#### [DESAFIOS]
[A] Indique se cada afirmação concorda com o diário do Maine, respondendo sim ou não e citando as palavras do diário que o decidem: (i) Quem escreve e a Leonor foram passar dez dias no Maine. (ii) O e-mail da Maria João Ruivo veio de Lisboa. (iii) O iatista turco zarpa às 6 da manhã.
[B] Escreva a continuação do diário do Maine a partir da última frase.

Notas bárbaras (Diário ocasional)
18 de Agosto
Esta manhã enviei aos amigos uma curta mensagem
sobre a nossa chegada ao Maine, para onde a Leonor e eu viemos passar dez dias
como eremitas a trabalhar descansando ou a trabalhar descansando. De imediato,
eu recebia dos Açores, da Maria João Ruivo, este e-mail docemente piadético:
Essa de
virares eremita durante dez dias não consigo encaixar muito bem. Desculpa. Não
é que desconfie de ti, mas convenhamos. Sempre hás-de encontrar aí uma
velhinha, neta do dono da tasca do canto do Pico da Pedra e vais acabar por
levá-la a jantar fora. Também é enorme, contigo, a hipótese de dares de caras
com um iatista turco, que leu um livro teu e que gostaria de fazer um ensaio,
mas precisa de umas dicas. Lá irás ao encontro dele às 6 da manhã, porque ele
zarpa às 8h. Ou então, sei lá, o ardina que por aí passa é originário ali das
bandas do Faial, parente (embora de sangue vermelho) da minha cunhada Graça e
tu sentirás uma vaga obrigação de lhe pagares um copo. Podia imaginar mais umas
coisas, mas já chega.

#### [DADOS APRESENTADOS]
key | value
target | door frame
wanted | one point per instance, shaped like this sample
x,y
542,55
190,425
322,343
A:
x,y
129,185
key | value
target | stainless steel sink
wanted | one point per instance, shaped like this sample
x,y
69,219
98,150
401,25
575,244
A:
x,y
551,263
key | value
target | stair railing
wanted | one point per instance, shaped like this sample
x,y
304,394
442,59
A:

#### [RESPOSTAS POR TAREFA]
[A]
(i) Sim: «para onde a Leonor e eu viemos passar dez dias».
(ii) Não: «eu recebia dos Açores, da Maria João Ruivo».
(iii) Não: «porque ele zarpa às 8h».

[B]
Li-o à Leonor, que comentou: Como ela te
conhece tão bem!
Pois nem de propósito. Poucas horas depois,
desta vez sem qualquer culpa da minha parte, a Maria João teria mais uma para
juntar ao seu rol. Já conto.
Vergílio Ferreira, que lembro com saudade,
sentir-se-ia ofendido se lhe falasse do que acabo de presenciar como de “a
minha aparição”. As dele, eram superiormente metafísicas, as minhas, mais do
que banalíssimas, se bem que “banal” não seja propriamente termo para caber
nesta.
Tínhamo-nos refastelado num almoço de lagosta,
aqui no Maine ao preço dos chicharros em S. Miguel, ou das sardinhas em Lisboa.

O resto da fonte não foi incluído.